● **DIRECTIONS FOR THIS TASK**
Render every line of the records below as a JSON list of strings, one string per line, leaving out blank lines.

● **MATERIAL TO PROCESS**
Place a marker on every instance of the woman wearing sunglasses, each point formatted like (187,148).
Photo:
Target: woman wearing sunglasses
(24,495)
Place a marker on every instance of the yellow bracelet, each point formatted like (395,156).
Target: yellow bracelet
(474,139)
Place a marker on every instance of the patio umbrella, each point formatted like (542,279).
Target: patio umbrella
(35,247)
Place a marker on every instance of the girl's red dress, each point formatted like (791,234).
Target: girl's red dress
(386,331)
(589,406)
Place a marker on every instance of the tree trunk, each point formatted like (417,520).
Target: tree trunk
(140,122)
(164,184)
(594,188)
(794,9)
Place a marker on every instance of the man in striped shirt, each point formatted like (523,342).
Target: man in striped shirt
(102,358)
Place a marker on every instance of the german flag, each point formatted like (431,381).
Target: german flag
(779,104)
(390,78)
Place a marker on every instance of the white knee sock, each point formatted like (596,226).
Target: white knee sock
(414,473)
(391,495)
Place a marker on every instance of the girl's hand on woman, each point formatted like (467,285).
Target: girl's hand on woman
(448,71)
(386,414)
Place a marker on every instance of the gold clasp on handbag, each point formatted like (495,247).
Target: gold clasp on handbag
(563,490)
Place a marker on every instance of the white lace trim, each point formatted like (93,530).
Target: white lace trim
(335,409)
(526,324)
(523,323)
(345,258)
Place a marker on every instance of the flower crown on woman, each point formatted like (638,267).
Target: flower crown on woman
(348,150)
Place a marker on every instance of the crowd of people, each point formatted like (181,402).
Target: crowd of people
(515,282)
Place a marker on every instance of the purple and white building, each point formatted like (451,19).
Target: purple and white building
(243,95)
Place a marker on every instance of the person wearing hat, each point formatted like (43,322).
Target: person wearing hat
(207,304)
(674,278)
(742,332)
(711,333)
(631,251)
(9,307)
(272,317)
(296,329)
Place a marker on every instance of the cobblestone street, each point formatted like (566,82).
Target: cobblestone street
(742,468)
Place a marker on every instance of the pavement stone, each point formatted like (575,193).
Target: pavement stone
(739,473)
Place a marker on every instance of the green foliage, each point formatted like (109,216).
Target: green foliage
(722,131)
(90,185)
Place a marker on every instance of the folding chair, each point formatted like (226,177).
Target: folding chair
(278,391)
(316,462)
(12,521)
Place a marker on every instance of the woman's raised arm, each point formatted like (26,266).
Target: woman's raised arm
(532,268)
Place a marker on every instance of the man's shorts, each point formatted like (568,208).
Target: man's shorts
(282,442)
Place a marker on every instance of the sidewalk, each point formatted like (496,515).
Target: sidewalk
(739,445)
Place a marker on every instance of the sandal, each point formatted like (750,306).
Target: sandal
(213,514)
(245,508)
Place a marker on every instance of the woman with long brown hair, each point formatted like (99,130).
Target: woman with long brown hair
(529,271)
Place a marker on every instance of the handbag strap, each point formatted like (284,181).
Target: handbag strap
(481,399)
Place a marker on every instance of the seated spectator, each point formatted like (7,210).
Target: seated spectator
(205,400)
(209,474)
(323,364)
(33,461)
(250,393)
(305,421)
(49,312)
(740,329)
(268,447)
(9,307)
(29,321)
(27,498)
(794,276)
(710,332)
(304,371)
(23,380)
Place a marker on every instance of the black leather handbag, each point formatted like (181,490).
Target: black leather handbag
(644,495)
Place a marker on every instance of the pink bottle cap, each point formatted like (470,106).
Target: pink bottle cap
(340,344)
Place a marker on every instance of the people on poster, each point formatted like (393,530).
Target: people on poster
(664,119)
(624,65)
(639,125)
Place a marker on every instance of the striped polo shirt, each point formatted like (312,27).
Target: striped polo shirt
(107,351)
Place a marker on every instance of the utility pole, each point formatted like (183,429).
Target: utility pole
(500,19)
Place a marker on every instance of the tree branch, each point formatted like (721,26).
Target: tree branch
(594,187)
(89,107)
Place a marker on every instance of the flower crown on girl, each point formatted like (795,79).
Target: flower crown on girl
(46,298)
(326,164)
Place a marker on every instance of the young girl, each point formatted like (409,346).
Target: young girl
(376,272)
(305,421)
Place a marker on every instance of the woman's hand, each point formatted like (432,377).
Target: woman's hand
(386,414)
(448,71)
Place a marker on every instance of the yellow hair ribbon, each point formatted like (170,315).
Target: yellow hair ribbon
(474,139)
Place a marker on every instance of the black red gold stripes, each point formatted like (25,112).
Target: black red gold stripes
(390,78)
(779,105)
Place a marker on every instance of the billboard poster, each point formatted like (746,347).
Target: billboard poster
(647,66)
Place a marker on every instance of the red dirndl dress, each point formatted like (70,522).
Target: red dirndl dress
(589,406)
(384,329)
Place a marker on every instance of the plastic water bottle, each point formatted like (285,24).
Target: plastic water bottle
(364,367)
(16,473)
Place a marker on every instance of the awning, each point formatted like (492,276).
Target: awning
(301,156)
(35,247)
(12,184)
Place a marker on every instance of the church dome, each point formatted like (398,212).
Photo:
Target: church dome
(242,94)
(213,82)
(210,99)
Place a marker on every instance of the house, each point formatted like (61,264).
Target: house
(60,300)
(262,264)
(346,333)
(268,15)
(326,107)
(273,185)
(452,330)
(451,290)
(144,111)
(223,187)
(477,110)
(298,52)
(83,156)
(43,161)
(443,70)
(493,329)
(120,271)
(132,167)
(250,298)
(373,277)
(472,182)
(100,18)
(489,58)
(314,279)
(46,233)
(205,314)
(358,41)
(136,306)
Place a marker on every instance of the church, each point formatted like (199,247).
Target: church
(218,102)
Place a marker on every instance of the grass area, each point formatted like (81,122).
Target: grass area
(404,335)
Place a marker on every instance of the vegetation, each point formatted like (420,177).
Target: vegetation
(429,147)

● **ANSWER**
[
  "Place a marker on every instance of the woman wearing sunglasses, each point formatted like (187,148).",
  "Photo:",
  "Target: woman wearing sunglasses",
  "(24,495)",
  "Place a marker on every instance of the yellow bracelet, each point formatted like (395,156).",
  "Target: yellow bracelet",
  "(474,139)",
  "Place a marker on every instance of the patio umbrella, each point formatted like (542,279).",
  "Target: patio umbrella",
  "(35,247)",
  "Place a marker on every instance of the girl's red dress, each point formatted like (791,234).",
  "Target: girl's red dress",
  "(386,331)",
  "(589,406)",
  "Place a marker on every instance of the tree trunk, each point formatted like (417,520).",
  "Target: tree trunk",
  "(140,122)",
  "(164,184)",
  "(594,188)",
  "(794,9)",
  "Place a marker on every instance of the man in striped shirt, each point formatted like (523,342).",
  "Target: man in striped shirt",
  "(102,358)",
  "Place a marker on every instance of the german flag, each point formatted like (431,381).",
  "Target: german flag",
  "(779,104)",
  "(390,78)",
  "Place a marker on every instance of the white knee sock, each point formatted like (596,226).",
  "Target: white knee sock",
  "(414,473)",
  "(391,495)",
  "Place a marker on every instance of the girl's hand on woman, each point formatted like (467,285).",
  "Target: girl's hand on woman",
  "(448,71)",
  "(386,414)",
  "Place a marker on every instance of the gold clasp on handbag, each point formatted like (495,247).",
  "Target: gold clasp on handbag",
  "(563,490)",
  "Place a marker on every instance of the white lace trim, each point formatted like (93,530).",
  "Target: white lace trim",
  "(335,409)",
  "(526,324)",
  "(523,323)",
  "(345,258)",
  "Place a marker on every instance of the flower crown on woman, each point formatted like (638,267).",
  "Target: flower crown on woman",
  "(348,150)",
  "Place a marker on every instance of the crowd of people, each point formatted like (181,402).",
  "Target: crowd of people",
  "(515,282)",
  "Place a marker on every instance of the purple and white building, each point formatted like (451,19).",
  "Target: purple and white building",
  "(243,95)",
  "Place a marker on every instance of the person wearing hat, each point formatted like (43,322).",
  "Target: person wearing hat",
  "(207,304)",
  "(674,278)",
  "(742,332)",
  "(711,333)",
  "(631,251)",
  "(9,307)",
  "(272,317)",
  "(296,329)",
  "Place a marker on every instance of the cobblestone street, each point formatted like (566,82).",
  "Target: cobblestone street",
  "(742,468)",
  "Place a marker on every instance of the pavement stone, each point formatted like (575,193).",
  "Target: pavement stone",
  "(739,473)",
  "Place a marker on every instance of the green foliage, each point formatted like (109,216).",
  "Target: green foliage",
  "(722,131)",
  "(90,185)",
  "Place a marker on every instance of the folding chair, each point formatted like (226,177).",
  "Target: folding chair",
  "(278,391)",
  "(316,462)",
  "(12,521)",
  "Place a marker on every instance of the woman's raised arm, each point formatted like (26,266).",
  "Target: woman's raised arm",
  "(532,268)",
  "Place a marker on every instance of the man's shorts, each point formatted like (568,208).",
  "Target: man's shorts",
  "(282,442)",
  "Place a marker on every instance of the sidewalk, each point formatted like (496,515).",
  "Target: sidewalk",
  "(739,445)",
  "Place a marker on every instance of the sandal, each point formatted like (750,306).",
  "Target: sandal",
  "(213,514)",
  "(245,508)",
  "Place a marker on every instance of the woman with long brown hair, each point formatted like (99,130).",
  "Target: woman with long brown hair",
  "(529,271)",
  "Place a marker on every instance of the handbag strap, each point formatted like (284,181).",
  "Target: handbag strap",
  "(481,399)",
  "Place a marker on every instance of the seated spectator, each point formatted like (7,210).",
  "Target: seated spectator",
  "(205,400)",
  "(209,474)",
  "(323,364)",
  "(33,461)",
  "(250,393)",
  "(305,421)",
  "(49,312)",
  "(740,329)",
  "(268,447)",
  "(9,307)",
  "(29,321)",
  "(27,498)",
  "(794,276)",
  "(710,332)",
  "(304,371)",
  "(23,380)",
  "Place a marker on every instance of the black leather handbag, each point formatted like (181,490).",
  "Target: black leather handbag",
  "(644,495)",
  "Place a marker on every instance of the pink bottle cap, each point formatted like (470,106).",
  "Target: pink bottle cap",
  "(340,344)",
  "Place a marker on every instance of the people on poster, each point formatted like (393,530).",
  "Target: people on poster",
  "(664,119)",
  "(624,65)",
  "(639,125)",
  "Place a marker on every instance of the striped polo shirt, each point formatted like (312,27).",
  "Target: striped polo shirt",
  "(107,351)",
  "Place a marker on every instance of the utility pole, each point formatted like (183,429).",
  "Target: utility pole",
  "(500,19)",
  "Place a marker on every instance of the tree branch, each point formatted like (721,26).",
  "Target: tree branch",
  "(594,187)",
  "(89,107)",
  "Place a marker on every instance of the flower crown on girl, each point formatted like (795,79).",
  "Target: flower crown on girl",
  "(46,298)",
  "(326,164)",
  "Place a marker on every instance of the young girl, each point formatted like (409,346).",
  "Target: young girl",
  "(376,272)",
  "(305,421)",
  "Place a marker on every instance of the woman's hand, each point formatted like (432,377).",
  "Target: woman's hand",
  "(386,414)",
  "(448,71)",
  "Place a marker on every instance of the yellow hair ribbon, each point formatted like (170,315).",
  "Target: yellow hair ribbon",
  "(474,139)",
  "Place a marker on every instance of the black red gold stripes, each point formatted like (25,112).",
  "Target: black red gold stripes",
  "(390,78)",
  "(779,105)",
  "Place a marker on every instance of the billboard poster, each point formatted like (746,347).",
  "Target: billboard poster",
  "(647,66)",
  "Place a marker on every instance of the red dirndl dress, each point formatted like (70,522).",
  "Target: red dirndl dress",
  "(589,406)",
  "(384,329)",
  "Place a marker on every instance of the plastic water bottle, each point formatted like (285,24).",
  "Target: plastic water bottle",
  "(364,367)",
  "(16,473)",
  "Place a marker on every instance of the awning, each point formatted like (492,276).",
  "Target: awning",
  "(301,156)",
  "(35,247)",
  "(12,184)",
  "Place a marker on every instance of the church dome, each point formatted like (398,212).",
  "Photo:",
  "Target: church dome",
  "(242,94)",
  "(213,82)",
  "(210,99)",
  "Place a marker on every instance of the house, each point formatted like (61,264).",
  "Target: house",
  "(60,300)",
  "(262,264)",
  "(346,333)",
  "(268,15)",
  "(326,107)",
  "(273,185)",
  "(452,330)",
  "(451,290)",
  "(144,111)",
  "(223,187)",
  "(477,110)",
  "(298,52)",
  "(83,156)",
  "(43,161)",
  "(443,70)",
  "(493,329)",
  "(120,271)",
  "(132,167)",
  "(250,298)",
  "(373,277)",
  "(472,182)",
  "(100,18)",
  "(489,58)",
  "(314,279)",
  "(46,233)",
  "(205,314)",
  "(358,41)",
  "(136,306)",
  "Place a marker on every instance of the church, each point formatted like (199,247).",
  "Target: church",
  "(218,102)",
  "Place a marker on every instance of the grass area, each point formatted like (81,122).",
  "Target: grass area",
  "(404,335)",
  "Place a marker on every instance of the vegetation, each point formatted like (420,177).",
  "Target: vegetation",
  "(429,147)"
]